Votre tâche: Dans le texte ci-dessous sur la liste des martyrs et blessés de la révolution, relevez chaque date mentionnée. Indiquez pour chacune l'événement auquel elle se rapporte.

Rassemblement d’un groupe de blessés de la révolution devant la CSDHLF

Créée depuis mai 2013 au sein du Comité Supérieur des Droits de l’Homme et des Libertés Fondamentales (CSDHLF), cette commission a été chargée de préparer la liste « des personnes qui ont risqué leur vie afin de réaliser la révolution et d’assurer son succès ». En vertu du décret  fixant les modalités de fonctionnement de cette commission, la liste des martyrs et blessés de la révolution doit être publiée dans le JORT, puis sur le site de la commission des droits de l’Homme. Après avoir attendu que la présidence du gouvernement ordonne la publication depuis décembre 2018, Taoufik Bouderbala, le président du CSDHLF et de la commission des martyrs et blessés de la révolution, a publié, le 8 octobre, la liste sur le site de l’institution qu’il dirige, inversant ainsi les étapes du processus dicté par le décret-loi.

La liste de la discorde

« Qu’est- ce qu’on attend encore pour la publier ? », s’indigne Bouderbala. « C’est le chef du gouvernement qui autorise la publication dans le JORT auprès des services juridiques concernés. Mais en tant que comité, nous ne pouvons plus attendre », explique t-il. Contacté par Nawaat, le service du Conseiller Juridique et de Législation, relevant de la présidence du gouvernement, a affirmé ne pas avoir reçu quelconque instruction relative à la publication de la liste susmentionnée dans le JORT.

De son côté, Maître Lamia Farhani, présidente de l’association Awfiaa accompagnant les familles des martyrs et blessés de la révolution, appelle Taoufik Bouderbala à expliquer les raisons pour lesquelles la liste des martyrs et blessés a été publiée sur le site de la commission avant qu’elle ne soit publiée dans le JORT. « Il faut qu’il y ait une liste officielle pour qu’on puisse recourir au tribunal administratif », commente Farhani. Toutefois, Bouderbala explique que le recours est possible auprès du tribunal administratif, même avec la liste publiée sur le site de la commission. Selon lui, le pouvoir d’auto-saisine revient au tribunal administratif, qui juge la pertinence des dossiers déposés et des recours émis. Cependant, il insiste sur le fait que le rôle de la commission est limité : elle examine les dossiers conformément au décret- loi n°97 portant indemnisation des martyrs et blessés de la révolution. Ensuite, elle publie la liste intégrale.

Données fournies:
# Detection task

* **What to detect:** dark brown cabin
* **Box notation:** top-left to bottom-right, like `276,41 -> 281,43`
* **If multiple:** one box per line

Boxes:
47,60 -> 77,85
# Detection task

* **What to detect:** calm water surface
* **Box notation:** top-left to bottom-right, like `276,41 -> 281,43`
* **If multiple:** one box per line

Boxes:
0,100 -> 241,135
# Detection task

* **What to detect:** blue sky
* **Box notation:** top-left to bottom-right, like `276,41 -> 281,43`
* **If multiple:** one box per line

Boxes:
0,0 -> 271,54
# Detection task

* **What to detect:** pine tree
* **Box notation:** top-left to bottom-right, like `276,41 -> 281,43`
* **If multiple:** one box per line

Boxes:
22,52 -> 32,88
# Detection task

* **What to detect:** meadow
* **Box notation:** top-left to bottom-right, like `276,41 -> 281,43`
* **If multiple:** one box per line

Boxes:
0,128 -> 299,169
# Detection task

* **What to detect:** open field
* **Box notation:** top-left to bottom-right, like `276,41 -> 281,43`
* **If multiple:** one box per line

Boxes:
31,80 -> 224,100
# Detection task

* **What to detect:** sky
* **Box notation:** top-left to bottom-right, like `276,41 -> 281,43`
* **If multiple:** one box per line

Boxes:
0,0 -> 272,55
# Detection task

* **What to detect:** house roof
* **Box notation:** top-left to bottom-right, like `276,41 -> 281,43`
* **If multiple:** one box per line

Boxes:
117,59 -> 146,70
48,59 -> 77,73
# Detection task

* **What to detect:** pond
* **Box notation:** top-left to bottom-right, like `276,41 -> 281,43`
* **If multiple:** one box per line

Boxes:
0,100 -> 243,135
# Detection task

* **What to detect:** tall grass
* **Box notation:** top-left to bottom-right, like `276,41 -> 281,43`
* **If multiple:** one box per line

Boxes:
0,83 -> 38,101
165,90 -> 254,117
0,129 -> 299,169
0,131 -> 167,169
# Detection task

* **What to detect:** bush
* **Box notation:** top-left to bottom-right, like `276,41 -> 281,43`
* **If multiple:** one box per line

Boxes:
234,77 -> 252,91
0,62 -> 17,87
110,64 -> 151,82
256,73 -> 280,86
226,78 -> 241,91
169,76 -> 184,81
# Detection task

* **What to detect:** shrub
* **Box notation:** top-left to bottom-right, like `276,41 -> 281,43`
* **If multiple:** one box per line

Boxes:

Réponse attendue:
- mai 2013 : création de la commission au sein du CSDHLF
- décembre 2018 : début de l'attente d'un ordre de publication de la présidence du gouvernement
- 8 octobre : publication de la liste par Taoufik Bouderbala sur le site de l'institution qu'il dirige